BOGOMILISMO
Mitologia Grega
Mircea Eliade
Excertos de História das Crenças e das Ideias Religiosas, vol. 3
Desde o século X, os observadores leigos e religiosos de Bizâncio perceberam a eclosão, na Bulgária, de um movimento sectário, o bogomilismo. Seu fundador era um pároco de aldeia, conhecido como Bogomil (“amado de Deus”), a cujo respeito nada se sabe com exceção do nome. Por volta de 930, ao que tudo indica, deu ele início à sua pregação de pobreza, humildade, penitência e prece; pois, segundo Bogomil, este mundo é mau, tendo sido criado por Satanael (irmão de Cristo e filho de Deus), o “Deus perverso” do Antigo Testamento1. Os sacramentos, os ícones e as cerimônias da Igreja Ortodoxa são inúteis, porquanto são obra do Diabo. A Cruz devia ser abominada, pois foi numa cruz que torturaram e mataram Cristo. A única oração válida era o Pai Nosso, pronunciado quatro vezes ao dia e quatro vezes à noite.
Os bogomilos não comiam carne, não bebiam vinho e desaconselhavam o casamento. Sua comunidade não tinha nenhuma hierarquia. Tanto os homens como as mulheres se confessavam e davam a absolvição uns aos outros. Criticavam os ricos, condenavam os nobres e estimulavam o povo a desobedecer a seus senhores pela prática da resistência passiva. O êxito do movimento explica-se pela devoção popular, desiludida com o luxo da Igreja e com a falta de decoro dos sacerdotes, e ainda pelo ódio dos camponeses búlgaros — pobres e reduzidos à servidão — contra os proprietários e, sobretudo, contra os agentes bizantinos2.
Após a conquista da Bulgária (1018) por Basileu II, numerosos nobres búlgaros estabelecem-se em Constantinopla. Adotado por algumas famílias da nobreza local e mesmo por certos monges bizantinos, o bogomilismo organiza a sua teologia. Mas foi provavelmente por causa das disputas teológicas que ocorreu a cisão da seita. Aqueles que defendiam a autonomia de Satã, afirmando que ele é um deus eterno e todo-poderoso, congregam-se na Igreja de Dragovitsa (nome de uma aldeia na fronteira entre a Trácia e a Macedônia). Os antigos bogomilos, que consideravam Satã como o filho decaído de Deus, conservam o velho nome de “búlgaros”. Embora os “dragovitsianos” proclamem um dualismo absoluto e os “búlgaros” um dualismo moderado, as duas Igrejas toleram-se mutuamente. De fato, o bogomilismo passa nessa época por um novo desenvolvimento. Algumas comunidades organizam-se em Bizâncio, na Ásia Menor, na Dalmácia, e aumenta o número de fiéis. Distinguem-se agora duas categorias: os sacerdotes e os crentes. A prece e o jejum adquirem maior importância, as cerimônias multiplicam-se e tornam-se mais longas. “No final do século XII, o movimento camponês do século X transformou-se numa seita de ritos monásticos e de doutrina especulativa na qual a desavença entre o dualismo e o cristianismo é cada vez mais sensível3.”

Parte de um arquivo de dados
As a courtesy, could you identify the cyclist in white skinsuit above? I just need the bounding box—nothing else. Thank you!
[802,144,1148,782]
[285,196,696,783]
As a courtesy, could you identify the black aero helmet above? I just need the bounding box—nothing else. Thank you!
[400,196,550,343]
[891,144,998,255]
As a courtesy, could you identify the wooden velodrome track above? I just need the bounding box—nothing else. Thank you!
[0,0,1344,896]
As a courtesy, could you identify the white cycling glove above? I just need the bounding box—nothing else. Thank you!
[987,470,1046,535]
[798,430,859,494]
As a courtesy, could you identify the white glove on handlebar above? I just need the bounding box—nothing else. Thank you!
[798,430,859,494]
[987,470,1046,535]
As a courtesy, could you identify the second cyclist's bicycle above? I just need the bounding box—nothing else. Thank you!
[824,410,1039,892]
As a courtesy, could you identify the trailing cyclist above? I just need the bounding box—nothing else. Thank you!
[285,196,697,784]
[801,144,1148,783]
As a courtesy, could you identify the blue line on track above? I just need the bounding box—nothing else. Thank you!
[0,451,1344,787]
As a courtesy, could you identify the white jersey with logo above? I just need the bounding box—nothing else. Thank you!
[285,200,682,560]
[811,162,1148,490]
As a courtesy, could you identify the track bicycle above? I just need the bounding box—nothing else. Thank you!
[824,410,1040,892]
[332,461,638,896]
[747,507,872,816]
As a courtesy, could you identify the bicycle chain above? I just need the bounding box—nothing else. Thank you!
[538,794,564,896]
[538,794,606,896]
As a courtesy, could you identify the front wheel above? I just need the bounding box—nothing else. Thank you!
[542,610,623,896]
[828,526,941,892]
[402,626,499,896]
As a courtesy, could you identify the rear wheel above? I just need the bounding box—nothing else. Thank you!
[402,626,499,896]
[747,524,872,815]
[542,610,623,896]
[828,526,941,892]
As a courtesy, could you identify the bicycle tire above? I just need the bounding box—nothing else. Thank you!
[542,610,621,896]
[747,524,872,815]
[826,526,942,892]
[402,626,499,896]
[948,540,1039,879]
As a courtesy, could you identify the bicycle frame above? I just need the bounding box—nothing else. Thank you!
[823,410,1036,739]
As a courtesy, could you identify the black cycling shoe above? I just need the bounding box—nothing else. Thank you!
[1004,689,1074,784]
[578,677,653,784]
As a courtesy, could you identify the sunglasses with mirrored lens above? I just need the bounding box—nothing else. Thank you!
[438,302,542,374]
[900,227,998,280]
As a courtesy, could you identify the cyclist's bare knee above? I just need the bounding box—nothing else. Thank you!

# O que se pede
Copie fielmente, do trecho sobre o bogomilismo, a passagem que vai de "Os bogomilos não" até "os agentes bizantinos2.". Baseie-se somente no trecho.

# Resposta da tarefa
Os bogomilos não comiam carne, não bebiam vinho e desaconselhavam o casamento. Sua comunidade não tinha nenhuma hierarquia. Tanto os homens como as mulheres se confessavam e davam a absolvição uns aos outros. Criticavam os ricos, condenavam os nobres e estimulavam o povo a desobedecer a seus senhores pela prática da resistência passiva. O êxito do movimento explica-se pela devoção popular, desiludida com o luxo da Igreja e com a falta de decoro dos sacerdotes, e ainda pelo ódio dos camponeses búlgaros — pobres e reduzidos à servidão — contra os proprietários e, sobretudo, contra os agentes bizantinos2.